EXERCISE GOAL> Return each line of the listing below that contains the string "soccer". Treat uppercase and lowercase letters as different.

WORKING DATA>
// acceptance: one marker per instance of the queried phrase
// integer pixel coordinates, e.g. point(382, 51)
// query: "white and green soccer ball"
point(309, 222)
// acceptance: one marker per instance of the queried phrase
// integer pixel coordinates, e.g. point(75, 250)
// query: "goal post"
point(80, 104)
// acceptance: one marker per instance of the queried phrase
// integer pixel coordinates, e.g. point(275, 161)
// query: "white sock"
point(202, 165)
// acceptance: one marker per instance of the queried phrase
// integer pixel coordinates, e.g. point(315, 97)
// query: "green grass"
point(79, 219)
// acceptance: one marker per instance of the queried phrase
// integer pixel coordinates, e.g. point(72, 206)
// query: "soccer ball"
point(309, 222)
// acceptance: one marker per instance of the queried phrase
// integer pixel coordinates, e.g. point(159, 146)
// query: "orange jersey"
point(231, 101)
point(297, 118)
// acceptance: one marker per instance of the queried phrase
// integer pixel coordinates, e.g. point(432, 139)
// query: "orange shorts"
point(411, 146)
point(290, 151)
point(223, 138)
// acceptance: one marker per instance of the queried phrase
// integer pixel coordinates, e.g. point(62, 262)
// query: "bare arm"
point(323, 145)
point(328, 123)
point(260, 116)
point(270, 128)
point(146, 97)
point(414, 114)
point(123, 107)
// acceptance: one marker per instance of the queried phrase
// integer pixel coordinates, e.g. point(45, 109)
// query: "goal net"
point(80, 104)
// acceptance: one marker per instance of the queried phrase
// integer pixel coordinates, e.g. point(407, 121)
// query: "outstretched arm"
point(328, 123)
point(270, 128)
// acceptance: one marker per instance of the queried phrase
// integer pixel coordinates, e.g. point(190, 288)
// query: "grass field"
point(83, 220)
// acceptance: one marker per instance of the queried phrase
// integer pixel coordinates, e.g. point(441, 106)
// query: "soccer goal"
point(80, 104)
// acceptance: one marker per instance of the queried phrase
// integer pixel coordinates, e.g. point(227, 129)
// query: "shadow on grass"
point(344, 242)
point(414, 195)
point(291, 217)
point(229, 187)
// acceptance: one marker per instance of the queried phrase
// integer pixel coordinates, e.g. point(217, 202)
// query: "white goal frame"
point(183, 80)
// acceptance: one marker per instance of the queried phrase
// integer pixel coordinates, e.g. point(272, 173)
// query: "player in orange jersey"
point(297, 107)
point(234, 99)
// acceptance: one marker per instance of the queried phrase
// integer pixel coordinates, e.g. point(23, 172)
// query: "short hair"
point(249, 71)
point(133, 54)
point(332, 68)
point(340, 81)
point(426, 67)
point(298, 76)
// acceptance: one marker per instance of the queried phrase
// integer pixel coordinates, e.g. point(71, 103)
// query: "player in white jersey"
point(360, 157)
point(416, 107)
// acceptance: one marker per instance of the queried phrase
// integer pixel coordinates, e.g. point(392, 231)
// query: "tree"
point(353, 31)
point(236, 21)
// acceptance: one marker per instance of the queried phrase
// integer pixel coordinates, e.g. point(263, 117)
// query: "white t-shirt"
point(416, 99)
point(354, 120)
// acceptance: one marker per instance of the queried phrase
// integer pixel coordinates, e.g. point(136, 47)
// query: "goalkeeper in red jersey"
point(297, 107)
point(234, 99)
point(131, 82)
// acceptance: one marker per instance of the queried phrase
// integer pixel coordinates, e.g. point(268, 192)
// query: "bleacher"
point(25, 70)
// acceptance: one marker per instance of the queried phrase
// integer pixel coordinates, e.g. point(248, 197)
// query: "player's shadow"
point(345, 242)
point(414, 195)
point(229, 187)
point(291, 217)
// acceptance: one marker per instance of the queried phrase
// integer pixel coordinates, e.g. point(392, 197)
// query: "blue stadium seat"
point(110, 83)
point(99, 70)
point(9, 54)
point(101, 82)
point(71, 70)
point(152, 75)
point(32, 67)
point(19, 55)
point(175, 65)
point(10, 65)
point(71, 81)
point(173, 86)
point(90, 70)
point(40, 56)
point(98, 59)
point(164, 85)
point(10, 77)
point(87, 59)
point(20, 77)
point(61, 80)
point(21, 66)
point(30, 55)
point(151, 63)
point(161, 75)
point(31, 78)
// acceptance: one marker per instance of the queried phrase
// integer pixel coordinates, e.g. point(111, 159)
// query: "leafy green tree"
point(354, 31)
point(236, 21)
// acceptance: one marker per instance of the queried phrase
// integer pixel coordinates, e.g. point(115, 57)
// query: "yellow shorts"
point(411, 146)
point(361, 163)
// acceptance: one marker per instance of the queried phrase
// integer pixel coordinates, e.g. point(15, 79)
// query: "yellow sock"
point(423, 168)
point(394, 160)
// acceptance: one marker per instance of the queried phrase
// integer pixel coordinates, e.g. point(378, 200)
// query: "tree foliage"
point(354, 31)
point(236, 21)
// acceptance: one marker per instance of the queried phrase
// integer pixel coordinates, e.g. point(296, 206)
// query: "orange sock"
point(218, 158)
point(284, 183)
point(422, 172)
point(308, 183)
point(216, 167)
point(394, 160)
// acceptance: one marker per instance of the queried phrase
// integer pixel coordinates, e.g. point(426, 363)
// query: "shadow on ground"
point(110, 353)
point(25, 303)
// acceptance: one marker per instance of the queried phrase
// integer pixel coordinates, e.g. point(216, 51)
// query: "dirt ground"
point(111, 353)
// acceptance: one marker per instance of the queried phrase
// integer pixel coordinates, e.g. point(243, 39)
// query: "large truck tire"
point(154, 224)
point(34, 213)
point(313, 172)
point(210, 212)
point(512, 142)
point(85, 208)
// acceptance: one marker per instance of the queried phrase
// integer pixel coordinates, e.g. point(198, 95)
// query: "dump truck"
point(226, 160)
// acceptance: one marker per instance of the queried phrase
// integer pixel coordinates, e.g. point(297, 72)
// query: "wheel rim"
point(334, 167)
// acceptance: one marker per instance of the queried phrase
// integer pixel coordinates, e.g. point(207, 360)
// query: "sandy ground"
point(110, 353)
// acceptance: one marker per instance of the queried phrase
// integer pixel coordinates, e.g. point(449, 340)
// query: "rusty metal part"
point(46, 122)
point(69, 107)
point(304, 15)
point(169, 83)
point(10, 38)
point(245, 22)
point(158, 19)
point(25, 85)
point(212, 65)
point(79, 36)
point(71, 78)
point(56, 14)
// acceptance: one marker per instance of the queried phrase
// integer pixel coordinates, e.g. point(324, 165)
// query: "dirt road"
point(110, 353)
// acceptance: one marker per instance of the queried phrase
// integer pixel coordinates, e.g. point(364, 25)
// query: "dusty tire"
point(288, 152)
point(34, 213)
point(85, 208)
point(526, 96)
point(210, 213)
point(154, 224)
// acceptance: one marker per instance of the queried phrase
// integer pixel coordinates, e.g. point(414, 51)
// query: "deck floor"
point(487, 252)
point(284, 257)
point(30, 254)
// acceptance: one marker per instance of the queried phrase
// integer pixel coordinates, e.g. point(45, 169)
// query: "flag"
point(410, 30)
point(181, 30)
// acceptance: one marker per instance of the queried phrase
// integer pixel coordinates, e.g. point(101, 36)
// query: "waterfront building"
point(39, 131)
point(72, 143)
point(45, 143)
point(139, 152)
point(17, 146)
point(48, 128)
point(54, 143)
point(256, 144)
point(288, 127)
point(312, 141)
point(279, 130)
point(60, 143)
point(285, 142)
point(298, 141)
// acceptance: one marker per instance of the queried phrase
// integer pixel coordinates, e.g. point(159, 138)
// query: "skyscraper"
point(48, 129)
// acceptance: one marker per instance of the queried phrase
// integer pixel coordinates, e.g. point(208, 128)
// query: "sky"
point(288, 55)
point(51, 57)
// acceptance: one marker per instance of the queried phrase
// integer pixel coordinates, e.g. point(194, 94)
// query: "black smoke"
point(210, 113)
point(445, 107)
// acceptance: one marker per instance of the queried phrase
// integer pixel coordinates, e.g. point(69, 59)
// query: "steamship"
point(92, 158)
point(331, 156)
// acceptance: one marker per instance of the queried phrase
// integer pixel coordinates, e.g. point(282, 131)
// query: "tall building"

CORRECT ANSWER>
// query: "white and green soccer ball"
// query: "soccer ball"
// query: "soccer goal"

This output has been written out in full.